__Datenzeilen__.
=====
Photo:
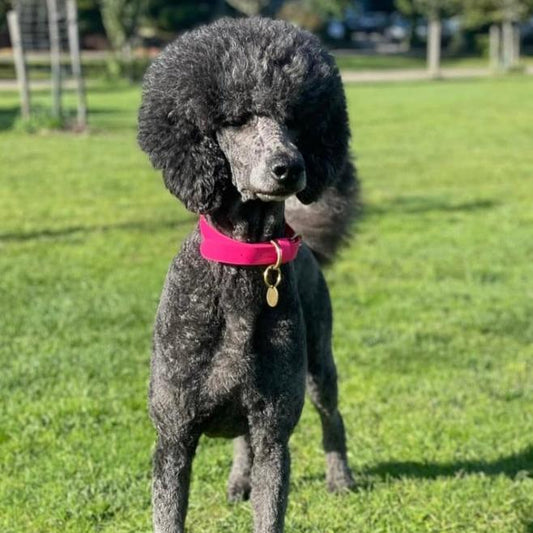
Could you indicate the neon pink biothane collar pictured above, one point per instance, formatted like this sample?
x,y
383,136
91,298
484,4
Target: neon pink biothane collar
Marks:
x,y
216,246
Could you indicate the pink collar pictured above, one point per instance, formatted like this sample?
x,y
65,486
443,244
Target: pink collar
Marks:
x,y
216,246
=====
Schreibe bitte das gesamte Material oben Zeile für Zeile wortgetreu ab, aber ohne die Bilder.

__Lösung zur Aufgabe__.
Photo:
Could you indicate the neon pink biothane collar pictured above, one point per instance, formatted like this sample?
x,y
383,136
91,298
484,4
Target: neon pink biothane collar
Marks:
x,y
216,246
Could you indicate the pink collar pictured above, one point per instance, formatted like this sample?
x,y
65,486
443,244
Target: pink collar
Marks:
x,y
216,246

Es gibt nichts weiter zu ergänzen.